**Estratto della fonte**
◇ ◇ ◇ ◇ ◇ ◇ ◇
La recente decisione di Francesco “Sandokan” Schiavone, storico boss dei Casalesi, di collaborare con la giustizia ha scosso il mondo della criminalità organizzata in Campania. Dopo 26 anni di detenzione e 14 ergastoli, Schiavone ha deciso di cambiare vita e impedire che suo figlio Ivanhoe prenda il suo posto. Questo pentimento strategico ha portato alla sua collaborazione con il procuratore nazionale antimafia Gianni Melillo e il pm della Dna Antonello Ardituro.
Le indagini si concentrano sulla cassaforte del clan e sulle reti di protezione che hanno permesso alla mafia campana di prosperare fino al 2008. Il trasferimento di Schiavone da un carcere all’altro è stato giustificato con motivi di salute, ma in realtà è stato il primo passo per avviare la sua collaborazione con la giustizia. Le indagini si concentrano sui canali di investimento e riciclaggio del denaro sporco, ma anche sulle protezioni e i contatti che hanno permesso alla mafia di mantenere il suo potere.
◇ ◇ ◇ ◇ ◇ ◇ ◇
Dati di puntamento per espressioni referenziali:
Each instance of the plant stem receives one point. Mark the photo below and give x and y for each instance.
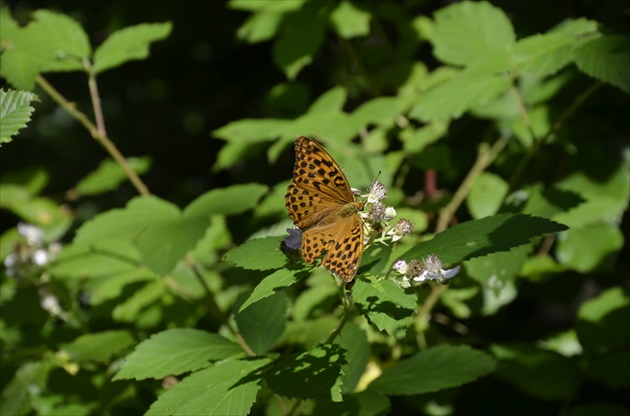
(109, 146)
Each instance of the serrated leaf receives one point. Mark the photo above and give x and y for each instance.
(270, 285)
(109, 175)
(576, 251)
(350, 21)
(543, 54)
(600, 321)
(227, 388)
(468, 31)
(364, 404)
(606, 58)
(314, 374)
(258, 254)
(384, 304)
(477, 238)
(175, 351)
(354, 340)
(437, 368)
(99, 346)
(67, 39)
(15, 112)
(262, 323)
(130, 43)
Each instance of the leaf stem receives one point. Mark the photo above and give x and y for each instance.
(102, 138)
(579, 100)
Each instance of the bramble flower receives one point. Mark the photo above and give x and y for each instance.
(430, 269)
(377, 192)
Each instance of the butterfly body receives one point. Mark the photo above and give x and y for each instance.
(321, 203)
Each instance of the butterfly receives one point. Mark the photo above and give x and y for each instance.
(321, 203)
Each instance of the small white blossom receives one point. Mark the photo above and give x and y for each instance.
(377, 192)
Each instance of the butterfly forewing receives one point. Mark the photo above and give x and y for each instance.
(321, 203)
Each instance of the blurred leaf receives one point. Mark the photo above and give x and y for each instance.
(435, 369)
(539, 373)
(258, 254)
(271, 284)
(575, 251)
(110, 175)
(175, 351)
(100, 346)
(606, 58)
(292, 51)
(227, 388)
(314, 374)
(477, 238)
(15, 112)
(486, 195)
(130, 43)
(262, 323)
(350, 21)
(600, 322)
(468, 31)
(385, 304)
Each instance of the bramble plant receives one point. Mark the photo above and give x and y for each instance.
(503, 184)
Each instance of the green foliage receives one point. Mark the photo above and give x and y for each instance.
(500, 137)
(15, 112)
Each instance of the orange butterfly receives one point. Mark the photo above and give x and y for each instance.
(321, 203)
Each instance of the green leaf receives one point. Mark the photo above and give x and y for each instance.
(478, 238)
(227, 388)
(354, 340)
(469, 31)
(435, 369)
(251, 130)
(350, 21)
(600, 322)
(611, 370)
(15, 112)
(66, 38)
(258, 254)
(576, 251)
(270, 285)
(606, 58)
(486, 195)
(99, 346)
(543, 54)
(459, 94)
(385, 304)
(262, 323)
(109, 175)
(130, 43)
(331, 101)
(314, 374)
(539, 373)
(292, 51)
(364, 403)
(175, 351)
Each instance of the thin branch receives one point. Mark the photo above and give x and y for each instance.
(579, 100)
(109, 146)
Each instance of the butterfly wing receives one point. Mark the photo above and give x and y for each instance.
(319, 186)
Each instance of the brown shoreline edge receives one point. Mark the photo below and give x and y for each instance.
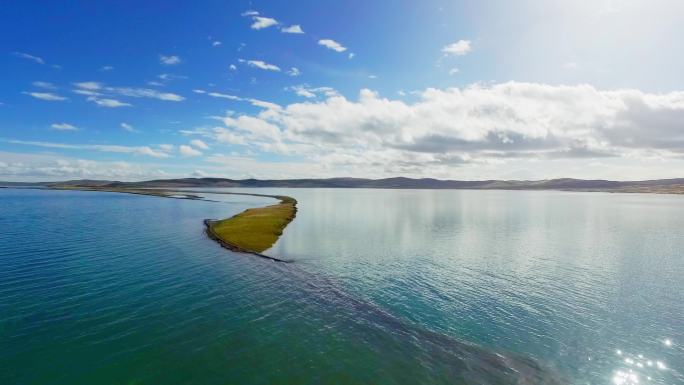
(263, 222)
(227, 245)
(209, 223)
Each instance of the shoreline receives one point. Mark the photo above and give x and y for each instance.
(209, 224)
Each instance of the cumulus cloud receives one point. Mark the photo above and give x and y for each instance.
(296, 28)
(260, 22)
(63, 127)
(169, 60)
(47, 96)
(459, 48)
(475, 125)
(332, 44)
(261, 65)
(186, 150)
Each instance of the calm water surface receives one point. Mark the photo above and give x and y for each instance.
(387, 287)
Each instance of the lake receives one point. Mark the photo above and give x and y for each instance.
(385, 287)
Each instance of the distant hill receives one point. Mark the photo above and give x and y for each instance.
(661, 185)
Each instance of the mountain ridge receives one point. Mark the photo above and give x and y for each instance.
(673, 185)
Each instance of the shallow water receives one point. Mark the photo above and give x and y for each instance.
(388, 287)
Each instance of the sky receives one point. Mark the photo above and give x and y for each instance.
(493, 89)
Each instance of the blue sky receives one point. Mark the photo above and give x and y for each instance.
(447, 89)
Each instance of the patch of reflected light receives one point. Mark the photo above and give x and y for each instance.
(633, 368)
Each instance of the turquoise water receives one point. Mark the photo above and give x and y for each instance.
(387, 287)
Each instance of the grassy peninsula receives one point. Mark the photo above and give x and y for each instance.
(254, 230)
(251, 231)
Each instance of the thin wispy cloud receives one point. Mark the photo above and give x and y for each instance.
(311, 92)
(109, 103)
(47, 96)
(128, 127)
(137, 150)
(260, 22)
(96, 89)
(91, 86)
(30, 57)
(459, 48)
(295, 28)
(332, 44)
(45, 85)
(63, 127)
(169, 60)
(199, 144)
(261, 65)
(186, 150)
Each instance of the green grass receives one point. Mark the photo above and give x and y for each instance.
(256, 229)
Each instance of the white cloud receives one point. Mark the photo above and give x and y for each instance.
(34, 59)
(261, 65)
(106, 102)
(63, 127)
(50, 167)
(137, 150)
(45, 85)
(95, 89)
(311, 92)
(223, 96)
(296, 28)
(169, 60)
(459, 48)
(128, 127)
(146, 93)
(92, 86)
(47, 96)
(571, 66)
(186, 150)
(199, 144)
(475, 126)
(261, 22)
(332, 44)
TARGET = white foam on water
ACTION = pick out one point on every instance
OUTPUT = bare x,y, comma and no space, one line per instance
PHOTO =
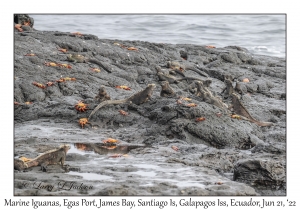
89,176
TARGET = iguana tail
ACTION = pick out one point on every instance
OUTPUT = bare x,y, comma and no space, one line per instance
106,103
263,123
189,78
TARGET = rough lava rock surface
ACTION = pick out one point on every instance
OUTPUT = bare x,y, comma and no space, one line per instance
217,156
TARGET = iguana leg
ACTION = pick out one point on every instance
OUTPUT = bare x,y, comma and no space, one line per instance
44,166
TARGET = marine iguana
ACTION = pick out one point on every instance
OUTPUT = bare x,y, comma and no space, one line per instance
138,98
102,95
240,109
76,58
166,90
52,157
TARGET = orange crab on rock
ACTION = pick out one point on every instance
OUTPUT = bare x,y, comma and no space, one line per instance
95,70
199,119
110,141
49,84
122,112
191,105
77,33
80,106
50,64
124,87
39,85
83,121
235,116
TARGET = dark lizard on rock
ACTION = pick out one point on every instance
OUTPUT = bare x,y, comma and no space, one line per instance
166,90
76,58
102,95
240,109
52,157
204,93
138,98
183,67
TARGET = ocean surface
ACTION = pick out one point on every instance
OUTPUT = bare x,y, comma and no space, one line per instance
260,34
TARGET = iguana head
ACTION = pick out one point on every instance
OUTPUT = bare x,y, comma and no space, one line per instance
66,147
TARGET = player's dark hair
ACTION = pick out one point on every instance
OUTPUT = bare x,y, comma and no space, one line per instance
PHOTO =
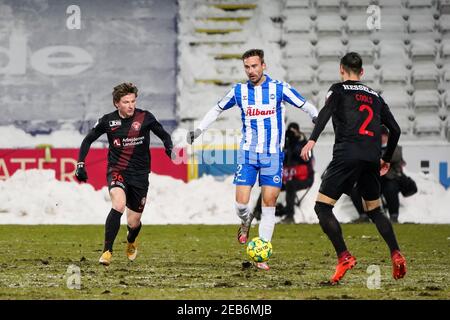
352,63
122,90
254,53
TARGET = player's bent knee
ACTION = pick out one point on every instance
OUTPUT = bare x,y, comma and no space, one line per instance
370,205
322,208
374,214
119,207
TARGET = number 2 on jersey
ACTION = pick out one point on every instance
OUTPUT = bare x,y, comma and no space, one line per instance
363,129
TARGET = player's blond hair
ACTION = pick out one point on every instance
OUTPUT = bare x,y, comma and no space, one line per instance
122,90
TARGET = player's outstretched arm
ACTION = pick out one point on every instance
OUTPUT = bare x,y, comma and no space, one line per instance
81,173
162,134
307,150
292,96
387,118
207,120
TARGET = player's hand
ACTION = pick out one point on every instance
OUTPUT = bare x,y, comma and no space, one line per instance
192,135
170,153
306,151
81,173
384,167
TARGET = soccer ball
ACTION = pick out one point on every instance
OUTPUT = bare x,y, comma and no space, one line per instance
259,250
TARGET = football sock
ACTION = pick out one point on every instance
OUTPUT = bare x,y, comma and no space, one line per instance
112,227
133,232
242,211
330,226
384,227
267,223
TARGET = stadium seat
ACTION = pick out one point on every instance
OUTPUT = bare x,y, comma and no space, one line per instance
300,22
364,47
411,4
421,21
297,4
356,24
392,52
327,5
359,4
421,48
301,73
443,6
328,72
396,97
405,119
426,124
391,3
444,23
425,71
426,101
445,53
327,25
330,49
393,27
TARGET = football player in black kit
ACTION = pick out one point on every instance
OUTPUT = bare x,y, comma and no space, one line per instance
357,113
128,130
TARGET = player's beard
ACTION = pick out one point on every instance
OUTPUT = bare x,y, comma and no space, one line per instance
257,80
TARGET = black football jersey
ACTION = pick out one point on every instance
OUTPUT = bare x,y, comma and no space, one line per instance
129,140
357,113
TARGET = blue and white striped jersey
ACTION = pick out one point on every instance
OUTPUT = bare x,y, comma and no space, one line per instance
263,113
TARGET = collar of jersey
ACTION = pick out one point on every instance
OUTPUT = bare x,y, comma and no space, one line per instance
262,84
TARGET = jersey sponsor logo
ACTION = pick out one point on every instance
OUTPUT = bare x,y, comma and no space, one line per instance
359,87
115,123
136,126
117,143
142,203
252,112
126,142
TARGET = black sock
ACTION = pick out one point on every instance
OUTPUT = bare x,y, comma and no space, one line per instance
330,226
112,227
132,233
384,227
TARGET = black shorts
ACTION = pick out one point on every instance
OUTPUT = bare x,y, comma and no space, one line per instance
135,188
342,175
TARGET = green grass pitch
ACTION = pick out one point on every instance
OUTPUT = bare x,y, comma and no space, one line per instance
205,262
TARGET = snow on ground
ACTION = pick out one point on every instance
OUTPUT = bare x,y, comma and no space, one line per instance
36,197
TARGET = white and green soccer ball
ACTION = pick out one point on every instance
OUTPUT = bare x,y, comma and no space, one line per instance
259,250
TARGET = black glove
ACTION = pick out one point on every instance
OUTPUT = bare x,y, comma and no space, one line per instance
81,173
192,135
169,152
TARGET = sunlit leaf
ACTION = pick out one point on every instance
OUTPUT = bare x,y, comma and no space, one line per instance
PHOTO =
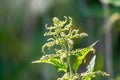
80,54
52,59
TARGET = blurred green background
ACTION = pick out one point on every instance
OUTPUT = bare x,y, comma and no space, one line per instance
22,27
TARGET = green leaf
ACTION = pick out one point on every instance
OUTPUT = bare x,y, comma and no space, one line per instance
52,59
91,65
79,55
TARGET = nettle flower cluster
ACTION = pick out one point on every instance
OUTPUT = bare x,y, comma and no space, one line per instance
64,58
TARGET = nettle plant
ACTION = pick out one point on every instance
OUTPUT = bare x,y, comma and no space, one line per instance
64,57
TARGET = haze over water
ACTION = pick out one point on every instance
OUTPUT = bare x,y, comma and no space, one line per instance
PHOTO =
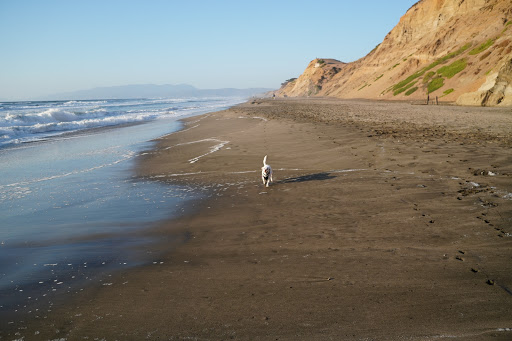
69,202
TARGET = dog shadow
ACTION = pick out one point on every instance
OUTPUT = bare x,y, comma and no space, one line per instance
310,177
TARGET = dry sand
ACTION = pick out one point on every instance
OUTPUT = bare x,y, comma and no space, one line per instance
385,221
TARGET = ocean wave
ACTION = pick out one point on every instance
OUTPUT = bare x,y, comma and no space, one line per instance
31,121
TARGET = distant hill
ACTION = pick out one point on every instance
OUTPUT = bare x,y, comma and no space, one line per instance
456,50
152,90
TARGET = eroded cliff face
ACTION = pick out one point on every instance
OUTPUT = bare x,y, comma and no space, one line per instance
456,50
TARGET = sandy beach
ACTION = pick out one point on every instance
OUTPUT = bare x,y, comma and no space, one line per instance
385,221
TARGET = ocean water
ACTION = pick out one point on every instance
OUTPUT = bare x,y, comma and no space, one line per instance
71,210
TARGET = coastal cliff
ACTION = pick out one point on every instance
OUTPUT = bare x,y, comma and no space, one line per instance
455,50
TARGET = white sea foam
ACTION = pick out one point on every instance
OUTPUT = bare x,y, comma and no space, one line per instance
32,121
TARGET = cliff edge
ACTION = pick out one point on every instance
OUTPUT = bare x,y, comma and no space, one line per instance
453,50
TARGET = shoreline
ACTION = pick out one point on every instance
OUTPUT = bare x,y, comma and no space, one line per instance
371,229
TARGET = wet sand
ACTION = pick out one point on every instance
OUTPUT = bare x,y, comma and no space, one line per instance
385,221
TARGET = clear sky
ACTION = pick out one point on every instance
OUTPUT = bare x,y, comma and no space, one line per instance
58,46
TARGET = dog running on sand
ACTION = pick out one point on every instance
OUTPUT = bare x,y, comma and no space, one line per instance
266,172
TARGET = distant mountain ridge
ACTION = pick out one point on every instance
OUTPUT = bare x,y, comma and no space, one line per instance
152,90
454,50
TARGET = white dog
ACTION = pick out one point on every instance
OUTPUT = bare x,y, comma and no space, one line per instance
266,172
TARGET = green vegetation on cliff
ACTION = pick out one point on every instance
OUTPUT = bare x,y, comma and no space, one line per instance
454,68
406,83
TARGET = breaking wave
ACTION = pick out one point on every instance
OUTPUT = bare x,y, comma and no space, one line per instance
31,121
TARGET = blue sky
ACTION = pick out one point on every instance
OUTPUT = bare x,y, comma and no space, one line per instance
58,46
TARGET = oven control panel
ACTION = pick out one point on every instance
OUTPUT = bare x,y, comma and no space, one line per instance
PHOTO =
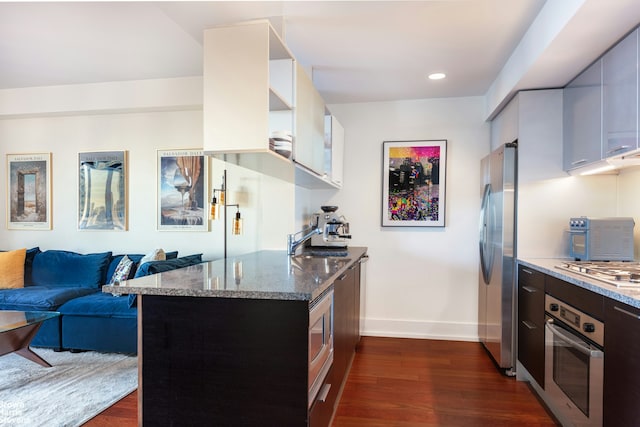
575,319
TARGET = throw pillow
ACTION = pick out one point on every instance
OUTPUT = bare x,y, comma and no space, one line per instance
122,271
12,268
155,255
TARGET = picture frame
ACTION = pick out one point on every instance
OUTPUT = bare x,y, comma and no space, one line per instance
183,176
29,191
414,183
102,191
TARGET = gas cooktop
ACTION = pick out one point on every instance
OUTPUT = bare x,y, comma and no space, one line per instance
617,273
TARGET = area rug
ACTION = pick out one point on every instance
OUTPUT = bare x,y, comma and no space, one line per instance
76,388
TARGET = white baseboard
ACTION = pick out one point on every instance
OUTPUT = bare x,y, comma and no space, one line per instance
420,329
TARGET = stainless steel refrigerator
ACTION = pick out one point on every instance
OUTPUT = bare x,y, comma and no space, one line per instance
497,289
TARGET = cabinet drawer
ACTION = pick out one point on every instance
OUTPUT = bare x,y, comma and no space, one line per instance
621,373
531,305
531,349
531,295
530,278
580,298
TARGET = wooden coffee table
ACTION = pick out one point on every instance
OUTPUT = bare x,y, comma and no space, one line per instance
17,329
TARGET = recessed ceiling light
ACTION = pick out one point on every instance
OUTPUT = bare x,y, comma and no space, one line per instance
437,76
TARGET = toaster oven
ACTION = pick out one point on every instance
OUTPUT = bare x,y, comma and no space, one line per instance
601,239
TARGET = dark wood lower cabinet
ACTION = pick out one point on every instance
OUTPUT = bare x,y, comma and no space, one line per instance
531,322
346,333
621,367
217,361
◇ ◇ ◇ ◇ ◇ ◇ ◇
**Quesiti da risolvere**
A: Trascriva parola per parola, dall'estratto della fonte, il passo che si apre con le parole contenenti "La recente decisione" e si chiude con "Dna Antonello Ardituro.".
B: Elenchi tutte le persone che l'estratto della fonte menziona per nome.

**Risposte nell'ordine**
A:
La recente decisione di Francesco “Sandokan” Schiavone, storico boss dei Casalesi, di collaborare con la giustizia ha scosso il mondo della criminalità organizzata in Campania. Dopo 26 anni di detenzione e 14 ergastoli, Schiavone ha deciso di cambiare vita e impedire che suo figlio Ivanhoe prenda il suo posto. Questo pentimento strategico ha portato alla sua collaborazione con il procuratore nazionale antimafia Gianni Melillo e il pm della Dna Antonello Ardituro.

B:
- Francesco "Sandokan" Schiavone
- Ivanhoe
- Gianni Melillo
- Antonello Ardituro